***** Data to examine

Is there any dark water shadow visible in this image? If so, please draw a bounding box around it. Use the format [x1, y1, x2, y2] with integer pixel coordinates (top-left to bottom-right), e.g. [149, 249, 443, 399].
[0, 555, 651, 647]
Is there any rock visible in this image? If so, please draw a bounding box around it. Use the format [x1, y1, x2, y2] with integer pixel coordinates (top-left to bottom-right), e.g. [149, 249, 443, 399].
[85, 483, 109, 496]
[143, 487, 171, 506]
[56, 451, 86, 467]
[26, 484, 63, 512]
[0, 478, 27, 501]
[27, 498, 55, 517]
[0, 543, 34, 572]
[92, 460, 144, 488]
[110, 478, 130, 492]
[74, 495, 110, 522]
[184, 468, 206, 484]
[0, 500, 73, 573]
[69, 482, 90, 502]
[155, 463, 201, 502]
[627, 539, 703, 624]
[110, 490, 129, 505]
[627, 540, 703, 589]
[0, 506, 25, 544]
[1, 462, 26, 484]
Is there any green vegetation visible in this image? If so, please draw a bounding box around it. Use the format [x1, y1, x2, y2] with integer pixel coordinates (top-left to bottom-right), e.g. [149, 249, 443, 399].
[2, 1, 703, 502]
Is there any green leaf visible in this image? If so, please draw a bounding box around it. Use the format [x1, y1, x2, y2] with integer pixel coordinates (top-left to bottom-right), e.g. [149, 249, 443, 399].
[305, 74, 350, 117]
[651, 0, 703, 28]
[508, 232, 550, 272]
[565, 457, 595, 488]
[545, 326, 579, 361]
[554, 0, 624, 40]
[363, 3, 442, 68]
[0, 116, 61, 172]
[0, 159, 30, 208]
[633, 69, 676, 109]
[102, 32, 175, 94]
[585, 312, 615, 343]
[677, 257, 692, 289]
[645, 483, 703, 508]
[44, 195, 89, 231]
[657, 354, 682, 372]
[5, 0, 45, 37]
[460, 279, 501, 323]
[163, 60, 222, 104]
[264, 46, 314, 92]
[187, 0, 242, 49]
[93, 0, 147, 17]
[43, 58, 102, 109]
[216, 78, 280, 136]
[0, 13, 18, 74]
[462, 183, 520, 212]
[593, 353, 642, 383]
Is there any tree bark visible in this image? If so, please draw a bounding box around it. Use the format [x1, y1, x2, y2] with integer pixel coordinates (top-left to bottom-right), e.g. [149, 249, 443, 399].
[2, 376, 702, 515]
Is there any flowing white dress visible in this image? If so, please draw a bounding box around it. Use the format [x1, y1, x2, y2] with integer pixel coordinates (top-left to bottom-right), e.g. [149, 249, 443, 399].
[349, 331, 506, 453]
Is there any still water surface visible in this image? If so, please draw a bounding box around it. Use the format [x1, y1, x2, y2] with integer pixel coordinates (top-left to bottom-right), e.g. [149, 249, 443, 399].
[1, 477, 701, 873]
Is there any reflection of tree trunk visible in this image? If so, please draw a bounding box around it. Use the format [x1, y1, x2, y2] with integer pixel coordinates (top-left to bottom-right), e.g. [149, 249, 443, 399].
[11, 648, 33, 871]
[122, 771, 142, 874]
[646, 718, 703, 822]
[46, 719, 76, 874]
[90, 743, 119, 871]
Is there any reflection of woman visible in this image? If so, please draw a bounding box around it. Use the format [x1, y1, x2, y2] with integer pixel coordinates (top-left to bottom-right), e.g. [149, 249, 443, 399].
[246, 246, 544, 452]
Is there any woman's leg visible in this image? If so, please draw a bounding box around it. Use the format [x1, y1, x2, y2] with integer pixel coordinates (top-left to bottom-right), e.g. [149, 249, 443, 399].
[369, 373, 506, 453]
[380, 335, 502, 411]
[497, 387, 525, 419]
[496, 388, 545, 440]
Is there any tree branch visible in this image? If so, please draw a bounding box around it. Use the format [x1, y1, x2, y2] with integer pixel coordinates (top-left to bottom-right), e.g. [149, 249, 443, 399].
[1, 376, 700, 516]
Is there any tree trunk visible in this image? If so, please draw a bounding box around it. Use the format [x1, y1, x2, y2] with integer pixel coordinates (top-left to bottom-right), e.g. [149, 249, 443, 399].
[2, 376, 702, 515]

**********

(Task to complete)
Repeat exactly the lines of the records from the one containing "Is there any reflection of tree" to the last, and include no line outside that stretch.

(Solved problem)
Is there any reflection of tree trunk visible in this image? If so, please draw a bounding box around it. Use the format [x1, y1, x2, y2] with integer pixel coordinates (top-left to bottom-right), e.g. [149, 249, 443, 399].
[11, 648, 33, 871]
[122, 771, 142, 874]
[646, 718, 703, 822]
[46, 719, 76, 874]
[90, 743, 119, 871]
Is there any reflection of woman visible in this image? If so, please draw a bounding box around it. Use the format [x1, y1, x2, y2] with integer pixel coordinates (top-left to bottom-right), e.g. [149, 249, 443, 399].
[246, 246, 544, 452]
Is there any woman's leg visible in this image? If so, please draw a bounding box around it. Use the format [x1, y1, x2, y2] with integer pixel coordinates (top-left to bottom-right), e.g. [149, 249, 443, 399].
[369, 373, 506, 453]
[380, 335, 502, 411]
[497, 387, 525, 419]
[496, 388, 545, 440]
Is there any tree branch visible in this image? If so, please draw a bounding box around it. Use the format [x1, y1, x2, y2] with integer pixel coordinates (top-left to bottom-right), e.g. [149, 249, 443, 399].
[1, 376, 700, 516]
Is there any tree trunk visible in this image? If so, please draw a bounding box around it. Use the format [x1, y1, x2, y2] with integer pixel coordinates (top-left to bottom-right), e.g. [149, 249, 443, 399].
[2, 376, 702, 515]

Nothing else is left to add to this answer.